- _Extract provided_
[start]
Compositions of blocks of state may not end up with a more reliable software. Each of state management are controlled by independent processes that may interact with each other (example: horizontal pod autoscalers are not directly aware of cluster-autoscaler). The whole system is more like an ecology or a complex adaptive system than it is something you can reason directly with abstractions.

In the Cynefin framework (https://en.wikipedia.org/wiki/Cynefin_framework), you can reason through "complicated" domains the way you are suggesting, but it will not work when working in the "complex" domain. And I think what Kubernetes help manage is in "complex" not "complicated" domain.

0xbadcafebee · on July 10, 2023

Orchestration of k8s wouldn't be necessary if they had made K8s' operation immutable. As it stands now you just throw some random YAML at it and hope for the best. When that stops working, you can't just revert back to the old working version, you have to start throwing more crap at it and running various operations to "fix" the state. So you end up with all these tools that are effectively configuration management tools to continuously "fix" the cluster back to where you want it.

I hope the irony is lost on no one that this is an orchestration tool for an immutable technology, and the orchestrator isn't immutable.

ed_mercer · on July 11, 2023

You can use gitops (eg fluxcd) to revert to previous cluster states.

0xbadcafebee · on July 11, 2023

If you wanted to do the opposite of what I'm saying, sure
[end]
- _Complete the following_
1/ In the Kubernetes thread, what tool does ed_mercer name as a way to go back to earlier cluster states?
2/ In the Kubernetes thread, write out the passage again, starting at the words "Orchestration of k8s" and ending after "orchestrator isn't immutable.", with "YAML" swapped for "JSON".
3/ List each different word that appears inside double quotation marks in the Kubernetes thread.
The records have nothing to do with the text above.

- _Information shown_
[start]
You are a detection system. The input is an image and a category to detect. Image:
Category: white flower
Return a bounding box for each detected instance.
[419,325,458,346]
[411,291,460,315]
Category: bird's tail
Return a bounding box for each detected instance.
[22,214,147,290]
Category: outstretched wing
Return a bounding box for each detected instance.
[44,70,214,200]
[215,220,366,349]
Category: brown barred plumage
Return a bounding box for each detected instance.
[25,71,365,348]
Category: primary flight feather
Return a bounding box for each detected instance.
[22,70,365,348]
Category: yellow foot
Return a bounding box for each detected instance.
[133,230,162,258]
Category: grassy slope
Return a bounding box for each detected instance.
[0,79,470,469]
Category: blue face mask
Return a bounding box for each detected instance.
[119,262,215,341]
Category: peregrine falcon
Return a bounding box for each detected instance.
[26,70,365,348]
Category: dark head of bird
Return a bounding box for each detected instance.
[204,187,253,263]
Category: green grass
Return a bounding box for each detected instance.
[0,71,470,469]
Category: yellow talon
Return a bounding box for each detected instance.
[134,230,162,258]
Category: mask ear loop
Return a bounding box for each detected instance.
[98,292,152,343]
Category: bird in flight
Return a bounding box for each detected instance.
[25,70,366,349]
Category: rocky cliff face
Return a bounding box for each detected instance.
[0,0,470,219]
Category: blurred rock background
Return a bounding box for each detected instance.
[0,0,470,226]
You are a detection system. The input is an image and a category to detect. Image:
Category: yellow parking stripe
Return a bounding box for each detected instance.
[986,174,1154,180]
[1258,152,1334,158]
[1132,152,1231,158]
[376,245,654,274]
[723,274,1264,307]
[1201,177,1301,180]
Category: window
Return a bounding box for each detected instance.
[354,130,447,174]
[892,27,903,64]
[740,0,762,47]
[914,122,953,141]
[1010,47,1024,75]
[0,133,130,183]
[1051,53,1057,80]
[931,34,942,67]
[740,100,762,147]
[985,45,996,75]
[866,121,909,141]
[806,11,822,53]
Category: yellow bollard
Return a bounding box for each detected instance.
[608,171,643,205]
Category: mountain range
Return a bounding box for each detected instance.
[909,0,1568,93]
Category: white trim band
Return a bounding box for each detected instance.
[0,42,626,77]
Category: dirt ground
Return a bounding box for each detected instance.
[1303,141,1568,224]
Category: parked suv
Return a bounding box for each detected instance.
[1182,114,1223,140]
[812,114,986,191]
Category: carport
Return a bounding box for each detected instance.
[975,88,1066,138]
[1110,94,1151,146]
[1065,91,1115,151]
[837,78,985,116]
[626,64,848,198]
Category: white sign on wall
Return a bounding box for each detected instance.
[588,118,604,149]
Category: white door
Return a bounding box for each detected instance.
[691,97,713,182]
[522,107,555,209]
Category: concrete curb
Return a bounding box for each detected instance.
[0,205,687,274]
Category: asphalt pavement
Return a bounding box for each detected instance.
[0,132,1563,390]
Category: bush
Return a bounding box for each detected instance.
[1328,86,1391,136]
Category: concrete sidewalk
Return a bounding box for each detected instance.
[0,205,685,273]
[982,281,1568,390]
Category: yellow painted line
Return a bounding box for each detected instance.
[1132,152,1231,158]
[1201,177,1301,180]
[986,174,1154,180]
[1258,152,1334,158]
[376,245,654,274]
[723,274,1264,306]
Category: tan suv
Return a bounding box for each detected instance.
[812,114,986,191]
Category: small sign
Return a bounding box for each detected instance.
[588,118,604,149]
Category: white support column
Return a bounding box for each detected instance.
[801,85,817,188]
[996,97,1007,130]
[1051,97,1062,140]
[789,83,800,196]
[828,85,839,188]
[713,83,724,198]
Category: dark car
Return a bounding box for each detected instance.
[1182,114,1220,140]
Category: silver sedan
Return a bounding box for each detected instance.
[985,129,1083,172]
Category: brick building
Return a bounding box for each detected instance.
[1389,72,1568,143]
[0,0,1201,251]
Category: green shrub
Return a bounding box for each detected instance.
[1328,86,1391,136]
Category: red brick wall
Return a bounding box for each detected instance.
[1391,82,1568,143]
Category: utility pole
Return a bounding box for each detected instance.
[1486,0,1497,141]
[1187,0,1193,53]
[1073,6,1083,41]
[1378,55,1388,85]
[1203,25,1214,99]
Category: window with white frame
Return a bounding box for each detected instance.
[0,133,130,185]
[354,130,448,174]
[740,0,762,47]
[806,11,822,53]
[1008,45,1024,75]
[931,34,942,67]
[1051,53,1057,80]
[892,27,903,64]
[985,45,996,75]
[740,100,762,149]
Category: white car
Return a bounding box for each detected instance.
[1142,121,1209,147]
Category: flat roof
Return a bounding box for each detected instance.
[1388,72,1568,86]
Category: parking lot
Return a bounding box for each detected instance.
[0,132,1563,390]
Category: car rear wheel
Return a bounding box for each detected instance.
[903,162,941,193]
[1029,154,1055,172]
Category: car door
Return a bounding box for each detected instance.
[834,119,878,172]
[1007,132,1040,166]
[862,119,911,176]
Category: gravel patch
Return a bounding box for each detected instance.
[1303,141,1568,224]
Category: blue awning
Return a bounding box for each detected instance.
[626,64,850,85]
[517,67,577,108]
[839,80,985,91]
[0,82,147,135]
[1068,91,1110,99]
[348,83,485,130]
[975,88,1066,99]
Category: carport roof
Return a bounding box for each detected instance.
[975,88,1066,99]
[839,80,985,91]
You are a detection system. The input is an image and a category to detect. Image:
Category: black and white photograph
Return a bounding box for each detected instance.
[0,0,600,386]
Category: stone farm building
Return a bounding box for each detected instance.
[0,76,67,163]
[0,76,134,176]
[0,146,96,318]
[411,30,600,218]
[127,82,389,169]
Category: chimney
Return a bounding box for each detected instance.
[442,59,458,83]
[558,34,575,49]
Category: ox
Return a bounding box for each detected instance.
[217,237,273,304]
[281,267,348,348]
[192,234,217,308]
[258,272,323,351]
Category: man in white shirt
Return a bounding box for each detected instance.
[end]
- _Responses in order_
1/ Gitops, for example fluxcd.

2/
Orchestration of k8s wouldn't be necessary if they had made K8s' operation immutable. As it stands now you just throw some random JSON at it and hope for the best. When that stops working, you can't just revert back to the old working version, you have to start throwing more crap at it and running various operations to "fix" the state. So you end up with all these tools that are effectively configuration management tools to continuously "fix" the cluster back to where you want it.

I hope the irony is lost on no one that this is an orchestration tool for an immutable technology, and the orchestrator isn't immutable.

3/ complicated, complex, fix